### [GOALS]
1) Retype the blog post between "Sure, I had" and "my life. Nevertheless....", inclusive.
2) In the blog post, what does the writer rank as the first best thing they know how to do?
## begin DOCUMENT TEXT
A New Year Full of Blogging?

Well, it seems it's finally that time of year again! Time for the new semester to begin, mere hours away, for I am, as close followers of this blog may recall, one of those of the teacherly persuasion. And, thus, the new semester dawns once more.


Sure, I had the usual holiday/slash/winter break but
 it is never enough to recover from a fall semester which, as usual,is filled with mountains of papers to grade and lessons to prepare and conduct. All part of the plan, of course. I have accepted that plan. After all, teaching writing is the second best thing I know how to do. Writing itself would be the first best thing, by my humble estimation. However, even those marks may seem pale compared to many other writers' marks which I have encountered in my life. Nevertheless....

I like to begin a blog year with a reintroduction. To those who know everything already, I beg your indulgence.
## end DOCUMENT TEXT
## begin RECORDED DATA
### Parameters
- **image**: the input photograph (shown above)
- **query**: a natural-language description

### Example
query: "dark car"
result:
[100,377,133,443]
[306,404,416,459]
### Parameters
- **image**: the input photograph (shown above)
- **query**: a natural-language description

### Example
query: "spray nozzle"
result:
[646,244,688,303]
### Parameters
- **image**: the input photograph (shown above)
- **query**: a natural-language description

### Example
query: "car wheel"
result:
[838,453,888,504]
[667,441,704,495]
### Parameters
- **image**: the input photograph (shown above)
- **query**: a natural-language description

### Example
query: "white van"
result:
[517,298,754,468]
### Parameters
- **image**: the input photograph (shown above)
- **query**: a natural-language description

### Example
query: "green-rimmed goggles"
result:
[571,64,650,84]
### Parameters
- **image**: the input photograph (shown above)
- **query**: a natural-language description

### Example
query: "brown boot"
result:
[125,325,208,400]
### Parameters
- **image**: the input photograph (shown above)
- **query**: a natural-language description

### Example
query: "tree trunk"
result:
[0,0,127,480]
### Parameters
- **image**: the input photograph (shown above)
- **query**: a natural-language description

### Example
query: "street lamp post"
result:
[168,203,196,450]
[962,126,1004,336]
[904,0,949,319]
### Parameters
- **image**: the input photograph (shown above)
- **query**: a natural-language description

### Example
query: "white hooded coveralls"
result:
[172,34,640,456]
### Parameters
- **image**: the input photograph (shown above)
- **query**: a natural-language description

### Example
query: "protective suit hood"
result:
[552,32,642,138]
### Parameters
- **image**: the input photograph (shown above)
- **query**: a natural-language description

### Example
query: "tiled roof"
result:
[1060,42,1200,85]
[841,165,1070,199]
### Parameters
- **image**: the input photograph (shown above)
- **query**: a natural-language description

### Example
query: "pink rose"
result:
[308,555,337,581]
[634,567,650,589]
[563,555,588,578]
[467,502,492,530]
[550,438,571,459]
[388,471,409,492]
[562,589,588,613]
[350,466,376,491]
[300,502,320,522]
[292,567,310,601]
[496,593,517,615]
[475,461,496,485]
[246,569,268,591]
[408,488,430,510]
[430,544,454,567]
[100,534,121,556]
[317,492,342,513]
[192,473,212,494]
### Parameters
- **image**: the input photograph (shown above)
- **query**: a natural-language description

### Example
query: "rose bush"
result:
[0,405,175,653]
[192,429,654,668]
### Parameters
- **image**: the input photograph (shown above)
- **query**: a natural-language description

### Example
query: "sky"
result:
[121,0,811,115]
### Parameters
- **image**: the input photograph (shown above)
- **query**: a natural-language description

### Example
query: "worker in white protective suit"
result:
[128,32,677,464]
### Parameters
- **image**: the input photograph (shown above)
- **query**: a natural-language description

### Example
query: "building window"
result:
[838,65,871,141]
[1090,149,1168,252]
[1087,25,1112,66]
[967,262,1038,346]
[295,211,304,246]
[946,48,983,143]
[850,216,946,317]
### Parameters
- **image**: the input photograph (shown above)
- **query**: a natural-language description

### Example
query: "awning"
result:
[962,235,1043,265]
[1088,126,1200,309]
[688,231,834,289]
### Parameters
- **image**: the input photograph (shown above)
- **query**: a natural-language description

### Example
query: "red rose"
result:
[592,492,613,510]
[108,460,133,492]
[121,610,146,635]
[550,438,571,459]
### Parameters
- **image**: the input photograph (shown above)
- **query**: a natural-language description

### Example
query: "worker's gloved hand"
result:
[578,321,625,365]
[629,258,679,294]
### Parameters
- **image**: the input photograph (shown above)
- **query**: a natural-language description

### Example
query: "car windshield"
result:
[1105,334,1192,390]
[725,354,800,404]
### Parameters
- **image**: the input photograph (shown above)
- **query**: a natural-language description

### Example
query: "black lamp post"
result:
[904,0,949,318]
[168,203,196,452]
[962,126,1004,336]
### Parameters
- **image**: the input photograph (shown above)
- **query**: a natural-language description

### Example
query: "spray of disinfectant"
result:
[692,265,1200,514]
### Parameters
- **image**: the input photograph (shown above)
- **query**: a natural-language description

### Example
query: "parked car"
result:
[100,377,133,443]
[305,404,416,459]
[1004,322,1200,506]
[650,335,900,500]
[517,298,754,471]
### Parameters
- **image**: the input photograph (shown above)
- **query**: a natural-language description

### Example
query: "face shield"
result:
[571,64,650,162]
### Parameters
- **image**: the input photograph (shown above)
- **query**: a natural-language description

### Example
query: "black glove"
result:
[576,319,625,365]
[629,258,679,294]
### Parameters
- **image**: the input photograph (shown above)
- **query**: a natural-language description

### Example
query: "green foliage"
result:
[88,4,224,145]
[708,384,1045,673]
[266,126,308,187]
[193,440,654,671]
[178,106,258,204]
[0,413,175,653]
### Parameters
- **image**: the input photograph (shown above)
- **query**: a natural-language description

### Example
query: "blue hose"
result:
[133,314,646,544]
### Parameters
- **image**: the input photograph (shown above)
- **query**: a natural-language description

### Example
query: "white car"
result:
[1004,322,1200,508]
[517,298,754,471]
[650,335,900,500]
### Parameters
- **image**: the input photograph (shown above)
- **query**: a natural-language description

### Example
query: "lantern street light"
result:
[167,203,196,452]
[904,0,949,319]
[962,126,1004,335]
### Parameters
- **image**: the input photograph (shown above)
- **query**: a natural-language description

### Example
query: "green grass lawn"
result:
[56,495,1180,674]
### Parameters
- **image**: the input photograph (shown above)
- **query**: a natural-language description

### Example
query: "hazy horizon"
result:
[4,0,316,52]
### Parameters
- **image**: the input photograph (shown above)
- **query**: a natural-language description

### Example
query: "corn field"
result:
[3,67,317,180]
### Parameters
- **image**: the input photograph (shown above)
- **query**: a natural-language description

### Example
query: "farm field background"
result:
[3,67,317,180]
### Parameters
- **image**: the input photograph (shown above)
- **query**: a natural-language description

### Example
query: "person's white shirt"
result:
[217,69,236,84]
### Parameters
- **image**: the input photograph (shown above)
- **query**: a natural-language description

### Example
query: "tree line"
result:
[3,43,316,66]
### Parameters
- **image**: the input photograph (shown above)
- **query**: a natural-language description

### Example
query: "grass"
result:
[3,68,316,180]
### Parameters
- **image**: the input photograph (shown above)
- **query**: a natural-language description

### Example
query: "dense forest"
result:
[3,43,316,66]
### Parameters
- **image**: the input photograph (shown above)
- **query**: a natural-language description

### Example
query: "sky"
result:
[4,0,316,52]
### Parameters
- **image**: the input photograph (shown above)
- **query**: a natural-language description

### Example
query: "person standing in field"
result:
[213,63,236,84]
## end RECORDED DATA
### [RESULTS FOR EACH TASK]
1)
Sure, I had the usual holiday/slash/winter break but
 it is never enough to recover from a fall semester which, as usual,is filled with mountains of papers to grade and lessons to prepare and conduct. All part of the plan, of course. I have accepted that plan. After all, teaching writing is the second best thing I know how to do. Writing itself would be the first best thing, by my humble estimation. However, even those marks may seem pale compared to many other writers' marks which I have encountered in my life. Nevertheless....

2) Writing itself.